__LIST OF TASKS__:
1. According to the TypeSpecification documentation, which class is used when nothing is known about a function's parameters?
2. Please continue the TypeSpecification documentation from the point where it stops.

─── ARTICLE

\name{TypeSpecification-class}
\docType{class}
\alias{TypeSpecification-class}
\alias{IndependentTypeSpecification-class}
\alias{SimultaneousTypeSpecification-class}
\alias{ReturnTypeSpecification-class}
\alias{initialize,TypeSpecification-method}

\alias{initialize,TypeSpecifcation-method}

\title{Class "TypeSpecification" and derived class}
\description{
  The classes in this  collection are used to represent
  type information about a function in different ways.
  \code{TypeSpecification}   is the virtual base class
  and provides the common slot to describe the type
  for the return value of the function.

  The \code{\link{ReturnTypeSpecification-class}} is used
  when there is no information about the parameters
  of the function (either because there are no parameters
  or because we have no constraints on them).
  
  The classes \code{\link{IndependentTypeSpecification-class}} and
  \code{\link{SimultaneousTypeSpecification-class}} are used to describe
  constraints on the arguments to the function. Both are lists, but behave
  very differently in the type checking. The difference is more
  difficult to describe succinctly than it is conceptually.

──────
─── GIVEN DATA

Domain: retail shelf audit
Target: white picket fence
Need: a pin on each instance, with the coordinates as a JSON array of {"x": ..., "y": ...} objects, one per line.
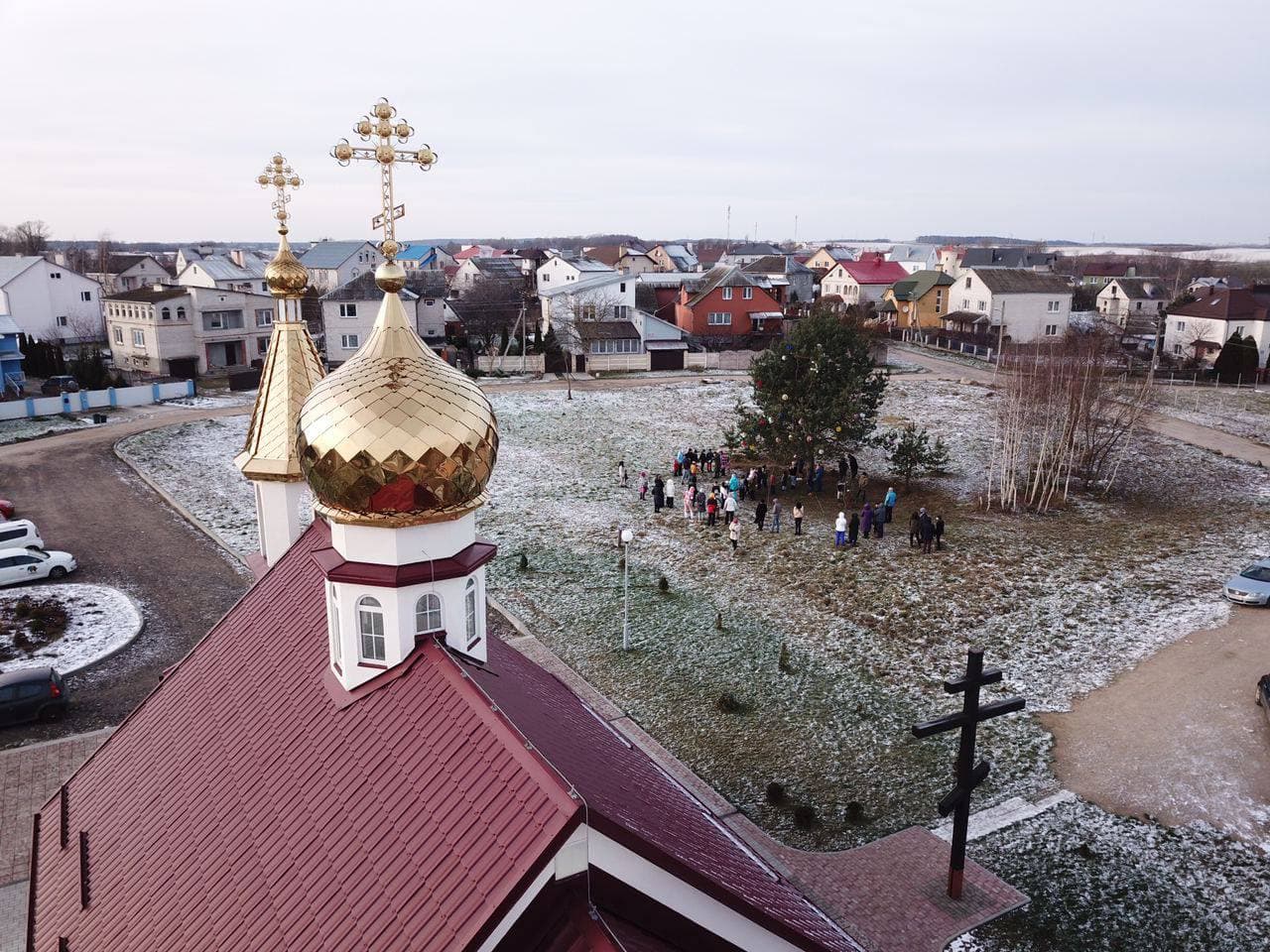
[{"x": 87, "y": 400}]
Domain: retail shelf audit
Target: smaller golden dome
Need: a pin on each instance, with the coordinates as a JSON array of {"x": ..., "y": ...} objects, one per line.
[{"x": 285, "y": 276}]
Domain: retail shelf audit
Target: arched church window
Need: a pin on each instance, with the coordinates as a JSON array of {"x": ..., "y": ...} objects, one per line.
[
  {"x": 370, "y": 626},
  {"x": 470, "y": 604},
  {"x": 427, "y": 615}
]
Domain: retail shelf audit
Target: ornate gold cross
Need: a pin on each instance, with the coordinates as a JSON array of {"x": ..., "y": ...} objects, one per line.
[
  {"x": 380, "y": 128},
  {"x": 280, "y": 176}
]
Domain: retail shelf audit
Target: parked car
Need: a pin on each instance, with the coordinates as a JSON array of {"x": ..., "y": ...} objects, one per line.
[
  {"x": 1251, "y": 587},
  {"x": 21, "y": 534},
  {"x": 55, "y": 386},
  {"x": 31, "y": 694},
  {"x": 19, "y": 565}
]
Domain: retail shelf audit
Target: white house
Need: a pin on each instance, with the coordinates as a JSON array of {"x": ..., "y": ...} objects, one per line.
[
  {"x": 335, "y": 263},
  {"x": 558, "y": 271},
  {"x": 1010, "y": 302},
  {"x": 1124, "y": 298},
  {"x": 131, "y": 272},
  {"x": 348, "y": 312},
  {"x": 1197, "y": 330},
  {"x": 178, "y": 331},
  {"x": 49, "y": 301}
]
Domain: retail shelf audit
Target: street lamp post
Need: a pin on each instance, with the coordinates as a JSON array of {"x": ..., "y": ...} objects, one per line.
[{"x": 626, "y": 588}]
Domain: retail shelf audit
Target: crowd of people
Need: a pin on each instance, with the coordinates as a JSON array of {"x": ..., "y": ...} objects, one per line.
[{"x": 708, "y": 490}]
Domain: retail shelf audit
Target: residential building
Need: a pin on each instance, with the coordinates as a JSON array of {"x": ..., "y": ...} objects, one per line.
[
  {"x": 1100, "y": 273},
  {"x": 180, "y": 331},
  {"x": 675, "y": 258},
  {"x": 131, "y": 272},
  {"x": 627, "y": 259},
  {"x": 1010, "y": 303},
  {"x": 792, "y": 282},
  {"x": 729, "y": 303},
  {"x": 51, "y": 302},
  {"x": 418, "y": 257},
  {"x": 915, "y": 257},
  {"x": 748, "y": 252},
  {"x": 561, "y": 270},
  {"x": 828, "y": 255},
  {"x": 12, "y": 376},
  {"x": 1196, "y": 331},
  {"x": 1123, "y": 298},
  {"x": 333, "y": 264},
  {"x": 865, "y": 280},
  {"x": 236, "y": 271},
  {"x": 472, "y": 271},
  {"x": 348, "y": 312},
  {"x": 920, "y": 301}
]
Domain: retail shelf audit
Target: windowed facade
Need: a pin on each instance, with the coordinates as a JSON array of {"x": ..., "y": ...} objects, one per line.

──────

__ANSWERS PER TASK__:
1. The ReturnTypeSpecification class.

2.
  

  \code{\link{SimultaneousTypeSpecification-class}} is used when we want to
  specify information about the types of several
  arguments in  a call taken as a group and
  imposing a constraint on that group of values.
  This corresponds to a call signature in the method dispatching.
  It says match each argument in turn with the given types
  and confirm the match over all of these tests.
  For example, we might have a function that
  accepts either (a) two numbers, or (b) two matrices.
  In that case, we need to specify the acceptable argument types
  as pairs:  c("numeric", "numeric") and
  c("matrix", "matrix").
  The key idea here is that the constraints on the types are
  AND-ed together across the different arguments.
  In our example, we impose the constraint
  \code{is.numeric(arg1) && is.numeric(arg2)}.
  
 
  The \code{\link{IndependentTypeSpecification-class}} is used
  when we want to specify something about the types of different parameters
  but do not want the types to be AND-ed together.
  If we had a function that accepts a matrix or a number for its
  first parameter, and a matrix or string for its second parameter
  or any combination of those, then we would use the
  \code{\link{IndependentTypeSpecification-class}}.
  The term 'independent' is intended to suggest that the
  type checking is done for each parameter separately
  or independently of the others and then the check succeeds if all
  arguments pass.
  The phrase simultaneous means that we test the types of the arguments
  as a unit or simultaneously.
  The names can be easily changed to something more suggestive.
  It is the concept that is important.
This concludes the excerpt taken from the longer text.